▶ Available data
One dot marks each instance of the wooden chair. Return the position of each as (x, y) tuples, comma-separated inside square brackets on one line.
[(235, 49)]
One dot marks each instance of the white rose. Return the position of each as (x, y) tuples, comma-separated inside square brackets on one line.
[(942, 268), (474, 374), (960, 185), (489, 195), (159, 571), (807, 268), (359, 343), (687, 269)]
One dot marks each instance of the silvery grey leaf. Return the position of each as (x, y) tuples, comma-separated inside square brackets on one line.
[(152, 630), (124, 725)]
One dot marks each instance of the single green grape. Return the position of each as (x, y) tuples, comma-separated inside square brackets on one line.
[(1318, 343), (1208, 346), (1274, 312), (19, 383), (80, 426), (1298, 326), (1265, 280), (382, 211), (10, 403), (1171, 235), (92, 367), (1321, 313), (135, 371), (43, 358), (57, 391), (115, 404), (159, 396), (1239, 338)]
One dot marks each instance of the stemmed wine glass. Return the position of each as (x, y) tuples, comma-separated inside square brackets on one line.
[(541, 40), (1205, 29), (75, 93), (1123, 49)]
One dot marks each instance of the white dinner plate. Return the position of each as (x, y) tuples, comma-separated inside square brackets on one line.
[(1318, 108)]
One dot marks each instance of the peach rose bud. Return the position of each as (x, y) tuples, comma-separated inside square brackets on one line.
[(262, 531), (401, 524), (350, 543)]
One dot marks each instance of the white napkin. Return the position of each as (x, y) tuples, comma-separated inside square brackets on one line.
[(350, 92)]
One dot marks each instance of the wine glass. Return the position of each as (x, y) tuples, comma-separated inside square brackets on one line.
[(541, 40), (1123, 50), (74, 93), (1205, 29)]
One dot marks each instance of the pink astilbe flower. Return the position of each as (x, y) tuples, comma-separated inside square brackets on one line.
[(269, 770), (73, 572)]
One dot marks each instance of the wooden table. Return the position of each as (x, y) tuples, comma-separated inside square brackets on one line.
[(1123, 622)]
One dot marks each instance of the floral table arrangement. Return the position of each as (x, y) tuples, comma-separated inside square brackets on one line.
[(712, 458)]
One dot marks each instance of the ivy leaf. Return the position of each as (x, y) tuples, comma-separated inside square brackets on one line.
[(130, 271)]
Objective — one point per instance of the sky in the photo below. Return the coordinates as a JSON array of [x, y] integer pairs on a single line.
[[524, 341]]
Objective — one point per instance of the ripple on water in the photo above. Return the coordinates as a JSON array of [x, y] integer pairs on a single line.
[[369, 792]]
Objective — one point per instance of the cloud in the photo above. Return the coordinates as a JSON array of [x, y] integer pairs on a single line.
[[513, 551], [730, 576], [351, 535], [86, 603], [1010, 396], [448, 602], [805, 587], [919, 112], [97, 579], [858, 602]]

▶ Your task
Each entry above is to be written out exactly.

▶ Answer to this exercise
One dot marks each instance of the wooden chair. Return the position of each as (x, y) tuples, comma-separated inside square brackets on one line.
[(235, 49)]
One dot marks each instance of the white rose. Return the position of each as (x, y) tuples, comma-separated inside square brackets on one line.
[(942, 268), (474, 374), (960, 185), (489, 195), (159, 571), (807, 268), (359, 343), (687, 269)]
One dot marks each instance of the silvery grey leaf. Return the position of each as (x, y) tuples, comma-separated inside square brackets on one line.
[(152, 630), (124, 725)]
One dot marks each instance of the single green grape. Return the position of each as (x, y) tuples, comma-separated inside square brackets on one line.
[(1318, 343), (1208, 346), (1274, 312), (19, 383), (80, 426), (1298, 326), (1265, 280), (382, 211), (10, 403), (1171, 235), (92, 367), (1321, 313), (135, 371), (43, 358), (57, 391), (115, 404), (159, 396), (1239, 338)]
One dot marks each instance of the stemmed wine glass. Return the position of each as (x, y) tuples, comma-separated inside square brackets on one line.
[(541, 40), (1205, 29), (75, 93), (1123, 49)]
One dot marks each instance of the white dinner plate. Return the position of each as (x, y) tuples, comma-separated inside square brackets on one line.
[(1318, 108)]
One dot marks each instance of the peach rose bud. Return the position of each as (x, y) tuples, comma-separated inside square brackets on one line.
[(262, 531), (401, 524), (350, 543)]
One dot marks each instance of the white napkin. Return the position of each as (x, y) tuples, comma-separated inside square brackets on one line.
[(350, 92)]
One dot marks each instance of the wine glass. Return the position of each as (x, y) tuples, comma-separated inside square brackets on one line.
[(541, 40), (1123, 50), (74, 93), (1205, 29)]
One dot marks each instance of the pink astilbe flower. Return the position of each as (x, y) tuples, comma-separated inside square brackets on one line.
[(269, 770), (73, 572)]
One dot marks each instance of the wooden table. Return the position of each as (x, y) tuples, comma-separated inside square brackets on one line.
[(1123, 622)]
One dot marks each instance of the floral table arrangement. Return the position of each as (x, y) tuples, comma-separated inside square brackets on one line.
[(712, 458)]
One dot marks each instance of the ivy leaf. Return the position of each as (x, y) tuples, comma-separated inside square brackets on one line.
[(130, 271)]
Objective — one point per instance of the sky in the photo below. Return the coordinates as a JSON array of [x, y] integer pairs on a single line.
[[524, 341]]
Objective — one point per instance of the ripple on water in the photo above. Return the coordinates as a JSON array of [x, y] integer pairs on a single line.
[[369, 792]]
Objective — one point per instance of the cloud in the photo above. Return the coordinates as a JSON array of [x, y] integer pairs on a single line.
[[513, 551], [730, 576], [351, 535], [86, 603], [1010, 396], [448, 602], [805, 587], [919, 112], [97, 579], [858, 602]]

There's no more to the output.